[To do]:
In the text about crossovers, how many degrees of phase difference does a first-order crossover have between the highpass and lowpass signals?
** Start Text shown **
My need is very simple. Use a SET for the tops but spare it from having to consume what little energy it has to amplify frequencies the speaker crossover will block, but leave enough so that the speaker crossover will work as designed.
Follow Ups:
You have not mentioned the speakers' passive crossover frequency or slope. That's important, your high-pass filter muse not disturb the phase of the tweeter signal in the range where it will affect the acoustic crossover performance. It is not difficult to imagine a situation where a simple first-order highpass two octaves below the speakers' crossover will still have an audible effect on the tonality. If it's a commercial speaker, you might have to get the attention of the actual designer to get a useful answer to these questions.
Hi Paul
I believe the crossover frequencies is around 2,500Hz and first order slope. I am thinking that for the signal I feed my SET if I keep the cutoff at below 400Hz I should keep all the phase issues I will introduce well away from being audible or bothering the tweeter.
The bass driver and signal I am not touching.
thanks
Cleet
That helps a bit. A first order crossover has only 90 degrees of phase difference between the highpass and lowpass signals, and (ignoring temporarily the response of the drive units) the tweeter signal is still substantial two octaves below the crossover (625Hz in this case).
Without writing a book on crossover design, I think you'll get the fastest and most reliable answers by experimenting. Put in the capacitor that Tre' described, but lay in a supply of several values. Use clipleads or a switch so you can compare the sound with the cap in and out, or between caps. Don't listen for sonic quality, just the frequency response/tonality.
It is not uncommon to reverse the tweeter phase, especially in first and third order crossovers, looking for the best sound. Add that to the experiment if you have thee time and patience.
You may well end up with something different from the designer's intent, but that works better in your room with your music etc... But if you do the experiment, you will know what compromises and choices you have made, and will have no need to worry whether it might have been done better.
** End Text shown **
** Start Record excerpts **
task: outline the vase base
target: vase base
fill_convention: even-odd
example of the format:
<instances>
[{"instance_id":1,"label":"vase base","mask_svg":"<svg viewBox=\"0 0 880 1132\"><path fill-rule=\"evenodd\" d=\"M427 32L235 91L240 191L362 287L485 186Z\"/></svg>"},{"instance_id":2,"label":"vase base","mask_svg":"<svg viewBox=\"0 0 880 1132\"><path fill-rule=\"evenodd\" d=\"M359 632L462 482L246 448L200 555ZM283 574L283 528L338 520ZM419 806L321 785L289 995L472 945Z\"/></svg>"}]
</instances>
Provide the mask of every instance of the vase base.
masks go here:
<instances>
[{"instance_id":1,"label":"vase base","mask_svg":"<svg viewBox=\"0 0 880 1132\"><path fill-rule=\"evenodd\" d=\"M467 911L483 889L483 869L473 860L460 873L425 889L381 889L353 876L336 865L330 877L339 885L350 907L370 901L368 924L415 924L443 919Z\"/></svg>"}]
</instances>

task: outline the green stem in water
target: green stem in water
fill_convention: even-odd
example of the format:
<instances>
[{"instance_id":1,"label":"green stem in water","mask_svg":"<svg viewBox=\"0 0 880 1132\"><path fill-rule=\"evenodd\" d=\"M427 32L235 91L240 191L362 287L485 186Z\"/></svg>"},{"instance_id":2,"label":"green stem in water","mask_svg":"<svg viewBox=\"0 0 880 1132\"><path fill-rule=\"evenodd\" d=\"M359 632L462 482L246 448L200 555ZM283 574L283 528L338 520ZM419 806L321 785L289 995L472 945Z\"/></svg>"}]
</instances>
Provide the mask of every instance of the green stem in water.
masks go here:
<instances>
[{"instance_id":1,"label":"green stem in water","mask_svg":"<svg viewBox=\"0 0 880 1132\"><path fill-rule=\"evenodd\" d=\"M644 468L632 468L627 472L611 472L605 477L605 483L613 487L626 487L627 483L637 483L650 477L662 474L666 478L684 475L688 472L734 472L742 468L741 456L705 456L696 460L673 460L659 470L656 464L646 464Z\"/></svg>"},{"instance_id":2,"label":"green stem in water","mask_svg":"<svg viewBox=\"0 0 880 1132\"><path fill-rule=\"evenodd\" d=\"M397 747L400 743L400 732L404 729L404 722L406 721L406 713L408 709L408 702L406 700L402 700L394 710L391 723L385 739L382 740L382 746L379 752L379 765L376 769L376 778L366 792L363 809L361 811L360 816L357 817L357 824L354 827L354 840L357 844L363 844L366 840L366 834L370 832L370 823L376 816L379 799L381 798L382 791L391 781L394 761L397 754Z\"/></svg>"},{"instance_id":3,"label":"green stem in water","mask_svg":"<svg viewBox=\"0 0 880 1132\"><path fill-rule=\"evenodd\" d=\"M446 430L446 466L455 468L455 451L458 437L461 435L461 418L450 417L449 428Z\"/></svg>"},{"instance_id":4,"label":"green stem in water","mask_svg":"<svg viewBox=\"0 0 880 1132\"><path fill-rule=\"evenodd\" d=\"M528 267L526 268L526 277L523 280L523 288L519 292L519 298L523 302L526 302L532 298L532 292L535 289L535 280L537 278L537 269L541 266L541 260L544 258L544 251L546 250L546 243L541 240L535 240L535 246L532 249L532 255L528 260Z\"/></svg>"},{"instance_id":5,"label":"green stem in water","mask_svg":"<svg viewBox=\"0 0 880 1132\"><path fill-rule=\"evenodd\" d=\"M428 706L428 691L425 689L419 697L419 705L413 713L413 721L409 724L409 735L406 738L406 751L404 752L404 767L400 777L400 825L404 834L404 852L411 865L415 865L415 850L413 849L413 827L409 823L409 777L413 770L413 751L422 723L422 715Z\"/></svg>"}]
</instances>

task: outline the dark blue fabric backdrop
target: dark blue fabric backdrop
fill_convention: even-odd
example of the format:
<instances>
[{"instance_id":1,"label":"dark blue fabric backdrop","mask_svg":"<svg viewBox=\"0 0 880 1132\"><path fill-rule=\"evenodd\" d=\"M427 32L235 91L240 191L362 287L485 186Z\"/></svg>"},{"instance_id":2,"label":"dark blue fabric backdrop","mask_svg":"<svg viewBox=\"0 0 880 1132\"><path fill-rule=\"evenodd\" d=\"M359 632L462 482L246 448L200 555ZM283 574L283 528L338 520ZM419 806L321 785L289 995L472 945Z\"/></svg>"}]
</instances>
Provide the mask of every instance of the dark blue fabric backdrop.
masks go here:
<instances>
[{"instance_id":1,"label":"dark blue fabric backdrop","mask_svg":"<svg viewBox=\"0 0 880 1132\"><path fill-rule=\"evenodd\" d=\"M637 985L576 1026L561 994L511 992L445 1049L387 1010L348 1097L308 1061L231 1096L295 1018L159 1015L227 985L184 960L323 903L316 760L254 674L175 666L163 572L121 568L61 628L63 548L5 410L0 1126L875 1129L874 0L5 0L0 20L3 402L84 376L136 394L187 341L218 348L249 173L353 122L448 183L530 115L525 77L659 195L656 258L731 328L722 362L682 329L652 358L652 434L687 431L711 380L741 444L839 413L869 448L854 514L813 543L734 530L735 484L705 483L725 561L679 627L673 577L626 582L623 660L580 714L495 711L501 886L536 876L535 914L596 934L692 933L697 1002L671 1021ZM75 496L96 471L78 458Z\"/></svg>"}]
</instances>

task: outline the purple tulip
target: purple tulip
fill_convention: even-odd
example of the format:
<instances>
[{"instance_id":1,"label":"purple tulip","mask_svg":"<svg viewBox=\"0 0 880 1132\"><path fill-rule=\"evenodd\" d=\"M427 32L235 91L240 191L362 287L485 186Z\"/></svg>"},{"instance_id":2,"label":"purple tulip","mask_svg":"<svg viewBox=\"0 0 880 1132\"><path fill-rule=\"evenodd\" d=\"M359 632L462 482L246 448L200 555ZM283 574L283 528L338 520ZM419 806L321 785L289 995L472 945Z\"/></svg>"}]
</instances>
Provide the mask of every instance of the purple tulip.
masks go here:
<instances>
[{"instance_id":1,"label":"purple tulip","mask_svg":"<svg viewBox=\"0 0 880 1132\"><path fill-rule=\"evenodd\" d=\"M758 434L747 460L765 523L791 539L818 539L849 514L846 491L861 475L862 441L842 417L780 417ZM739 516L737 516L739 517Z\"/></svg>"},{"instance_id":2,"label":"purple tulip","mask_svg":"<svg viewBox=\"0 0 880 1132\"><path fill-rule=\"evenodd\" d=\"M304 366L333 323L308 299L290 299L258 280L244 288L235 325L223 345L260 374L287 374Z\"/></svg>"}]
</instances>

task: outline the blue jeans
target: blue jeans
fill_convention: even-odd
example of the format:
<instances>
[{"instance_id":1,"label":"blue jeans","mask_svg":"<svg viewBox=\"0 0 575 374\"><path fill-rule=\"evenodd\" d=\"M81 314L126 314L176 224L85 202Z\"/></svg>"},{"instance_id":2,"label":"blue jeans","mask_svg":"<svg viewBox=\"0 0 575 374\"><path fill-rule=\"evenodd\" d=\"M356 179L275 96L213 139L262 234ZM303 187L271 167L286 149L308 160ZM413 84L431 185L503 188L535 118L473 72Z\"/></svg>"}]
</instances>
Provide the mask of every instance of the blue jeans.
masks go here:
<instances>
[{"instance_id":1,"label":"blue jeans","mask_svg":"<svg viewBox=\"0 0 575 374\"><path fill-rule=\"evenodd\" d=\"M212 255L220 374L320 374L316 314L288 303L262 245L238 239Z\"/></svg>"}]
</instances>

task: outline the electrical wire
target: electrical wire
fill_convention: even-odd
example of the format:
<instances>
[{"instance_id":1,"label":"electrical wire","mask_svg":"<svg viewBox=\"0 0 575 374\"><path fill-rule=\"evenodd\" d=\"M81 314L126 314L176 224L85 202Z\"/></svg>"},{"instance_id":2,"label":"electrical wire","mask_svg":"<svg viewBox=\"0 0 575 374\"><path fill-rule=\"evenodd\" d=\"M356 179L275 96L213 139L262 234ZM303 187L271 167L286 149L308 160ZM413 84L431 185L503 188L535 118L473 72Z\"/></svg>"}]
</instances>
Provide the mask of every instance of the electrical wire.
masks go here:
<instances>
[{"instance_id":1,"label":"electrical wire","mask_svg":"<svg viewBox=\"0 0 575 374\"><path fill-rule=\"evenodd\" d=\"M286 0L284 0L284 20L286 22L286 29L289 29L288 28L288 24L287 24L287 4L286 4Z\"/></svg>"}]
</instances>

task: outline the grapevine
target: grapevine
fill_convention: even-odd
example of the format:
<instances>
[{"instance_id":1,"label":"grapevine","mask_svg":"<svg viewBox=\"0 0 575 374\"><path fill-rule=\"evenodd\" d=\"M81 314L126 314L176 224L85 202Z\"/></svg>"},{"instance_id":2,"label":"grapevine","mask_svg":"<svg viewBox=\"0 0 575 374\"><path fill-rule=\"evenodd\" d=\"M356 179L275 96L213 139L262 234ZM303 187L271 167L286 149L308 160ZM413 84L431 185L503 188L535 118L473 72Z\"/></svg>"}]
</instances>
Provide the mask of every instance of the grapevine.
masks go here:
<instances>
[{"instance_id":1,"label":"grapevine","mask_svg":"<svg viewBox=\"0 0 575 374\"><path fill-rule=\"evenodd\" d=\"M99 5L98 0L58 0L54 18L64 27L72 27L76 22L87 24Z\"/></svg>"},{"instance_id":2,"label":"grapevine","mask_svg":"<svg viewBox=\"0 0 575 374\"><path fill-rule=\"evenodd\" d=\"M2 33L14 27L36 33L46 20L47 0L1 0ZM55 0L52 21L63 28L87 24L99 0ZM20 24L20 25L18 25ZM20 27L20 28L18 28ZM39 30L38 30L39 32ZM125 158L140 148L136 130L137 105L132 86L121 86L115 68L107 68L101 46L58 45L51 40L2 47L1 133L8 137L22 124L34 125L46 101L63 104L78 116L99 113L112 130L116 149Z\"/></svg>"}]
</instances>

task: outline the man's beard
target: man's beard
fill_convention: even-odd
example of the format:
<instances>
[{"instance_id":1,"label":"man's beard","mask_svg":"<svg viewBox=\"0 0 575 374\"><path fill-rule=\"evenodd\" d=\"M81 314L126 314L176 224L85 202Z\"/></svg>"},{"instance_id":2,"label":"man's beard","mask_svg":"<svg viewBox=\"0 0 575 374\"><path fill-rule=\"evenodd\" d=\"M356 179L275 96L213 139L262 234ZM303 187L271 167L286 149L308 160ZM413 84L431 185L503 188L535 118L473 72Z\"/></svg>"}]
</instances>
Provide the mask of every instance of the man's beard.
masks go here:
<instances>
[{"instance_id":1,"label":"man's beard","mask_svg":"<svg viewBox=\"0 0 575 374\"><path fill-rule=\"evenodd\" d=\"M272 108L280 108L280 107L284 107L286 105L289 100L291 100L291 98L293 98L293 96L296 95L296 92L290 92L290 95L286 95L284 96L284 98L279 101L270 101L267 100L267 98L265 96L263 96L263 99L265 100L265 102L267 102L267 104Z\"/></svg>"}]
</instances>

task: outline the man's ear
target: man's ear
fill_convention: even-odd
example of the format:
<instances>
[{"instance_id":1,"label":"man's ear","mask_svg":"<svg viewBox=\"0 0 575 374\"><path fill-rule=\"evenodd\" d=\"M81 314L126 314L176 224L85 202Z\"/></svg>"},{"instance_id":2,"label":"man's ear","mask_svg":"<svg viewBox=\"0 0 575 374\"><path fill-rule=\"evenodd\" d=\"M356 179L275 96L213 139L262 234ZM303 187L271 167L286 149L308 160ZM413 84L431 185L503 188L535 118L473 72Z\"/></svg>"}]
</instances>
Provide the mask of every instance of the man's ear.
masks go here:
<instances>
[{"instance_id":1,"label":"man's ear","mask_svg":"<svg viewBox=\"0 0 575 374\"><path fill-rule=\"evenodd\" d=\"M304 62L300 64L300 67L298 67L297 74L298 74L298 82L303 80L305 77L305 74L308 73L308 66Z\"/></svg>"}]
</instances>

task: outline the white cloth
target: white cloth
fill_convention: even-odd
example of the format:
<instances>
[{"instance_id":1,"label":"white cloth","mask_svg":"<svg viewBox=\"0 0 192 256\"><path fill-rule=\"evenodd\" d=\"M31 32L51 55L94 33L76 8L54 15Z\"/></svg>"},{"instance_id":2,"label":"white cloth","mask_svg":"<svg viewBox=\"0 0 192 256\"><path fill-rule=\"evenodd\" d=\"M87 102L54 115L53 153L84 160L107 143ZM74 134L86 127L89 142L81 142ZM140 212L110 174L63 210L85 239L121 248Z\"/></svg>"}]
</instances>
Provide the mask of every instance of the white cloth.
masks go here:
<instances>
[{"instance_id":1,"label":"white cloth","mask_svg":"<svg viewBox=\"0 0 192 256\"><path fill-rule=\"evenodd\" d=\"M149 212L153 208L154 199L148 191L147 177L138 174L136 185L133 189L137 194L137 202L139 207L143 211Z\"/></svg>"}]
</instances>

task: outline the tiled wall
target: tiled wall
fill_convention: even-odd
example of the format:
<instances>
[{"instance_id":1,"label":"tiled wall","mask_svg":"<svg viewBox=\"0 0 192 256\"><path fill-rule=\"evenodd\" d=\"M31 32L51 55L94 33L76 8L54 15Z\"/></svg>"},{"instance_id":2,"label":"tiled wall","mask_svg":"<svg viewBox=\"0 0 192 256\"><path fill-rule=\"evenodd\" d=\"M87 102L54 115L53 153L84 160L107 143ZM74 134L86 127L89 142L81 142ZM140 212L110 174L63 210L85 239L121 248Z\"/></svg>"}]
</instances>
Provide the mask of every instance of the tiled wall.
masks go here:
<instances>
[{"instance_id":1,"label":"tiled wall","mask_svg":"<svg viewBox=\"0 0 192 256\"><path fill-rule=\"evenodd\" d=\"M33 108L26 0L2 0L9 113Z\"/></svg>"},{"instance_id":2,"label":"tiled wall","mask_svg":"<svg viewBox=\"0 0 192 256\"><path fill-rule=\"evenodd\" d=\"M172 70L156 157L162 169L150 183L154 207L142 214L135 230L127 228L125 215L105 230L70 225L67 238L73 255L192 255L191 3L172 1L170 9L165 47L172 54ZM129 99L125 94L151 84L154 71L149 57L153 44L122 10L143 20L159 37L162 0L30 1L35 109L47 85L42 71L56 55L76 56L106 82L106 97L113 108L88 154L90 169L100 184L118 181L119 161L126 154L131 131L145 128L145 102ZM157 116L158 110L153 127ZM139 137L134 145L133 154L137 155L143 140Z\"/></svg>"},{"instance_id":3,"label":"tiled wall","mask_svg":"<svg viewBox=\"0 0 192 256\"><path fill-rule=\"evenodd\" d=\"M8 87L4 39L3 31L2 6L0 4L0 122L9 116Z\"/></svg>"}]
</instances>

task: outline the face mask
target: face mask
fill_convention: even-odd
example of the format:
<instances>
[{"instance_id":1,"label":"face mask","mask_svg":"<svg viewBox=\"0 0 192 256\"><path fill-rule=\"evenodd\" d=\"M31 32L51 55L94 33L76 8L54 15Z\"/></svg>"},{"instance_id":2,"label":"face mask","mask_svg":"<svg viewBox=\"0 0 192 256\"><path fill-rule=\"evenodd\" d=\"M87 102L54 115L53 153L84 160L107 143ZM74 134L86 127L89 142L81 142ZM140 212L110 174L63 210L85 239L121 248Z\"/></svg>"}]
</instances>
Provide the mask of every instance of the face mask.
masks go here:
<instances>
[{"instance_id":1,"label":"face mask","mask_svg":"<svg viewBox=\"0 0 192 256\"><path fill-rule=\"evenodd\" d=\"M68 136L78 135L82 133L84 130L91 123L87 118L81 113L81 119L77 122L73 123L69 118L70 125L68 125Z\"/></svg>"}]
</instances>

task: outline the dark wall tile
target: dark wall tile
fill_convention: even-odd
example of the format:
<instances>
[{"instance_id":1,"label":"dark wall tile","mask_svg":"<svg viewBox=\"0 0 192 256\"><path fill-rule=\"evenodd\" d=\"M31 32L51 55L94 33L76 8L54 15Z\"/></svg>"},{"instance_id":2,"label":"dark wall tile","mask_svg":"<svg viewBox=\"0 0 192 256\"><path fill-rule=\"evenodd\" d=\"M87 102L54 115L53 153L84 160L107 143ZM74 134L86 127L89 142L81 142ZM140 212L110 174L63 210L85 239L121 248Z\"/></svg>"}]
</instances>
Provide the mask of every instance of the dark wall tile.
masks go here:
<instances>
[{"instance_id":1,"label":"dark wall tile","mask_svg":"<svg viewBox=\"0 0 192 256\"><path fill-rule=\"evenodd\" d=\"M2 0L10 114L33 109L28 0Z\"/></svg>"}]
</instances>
** End Record excerpts **
[Reply to the exercise]:
90 degrees.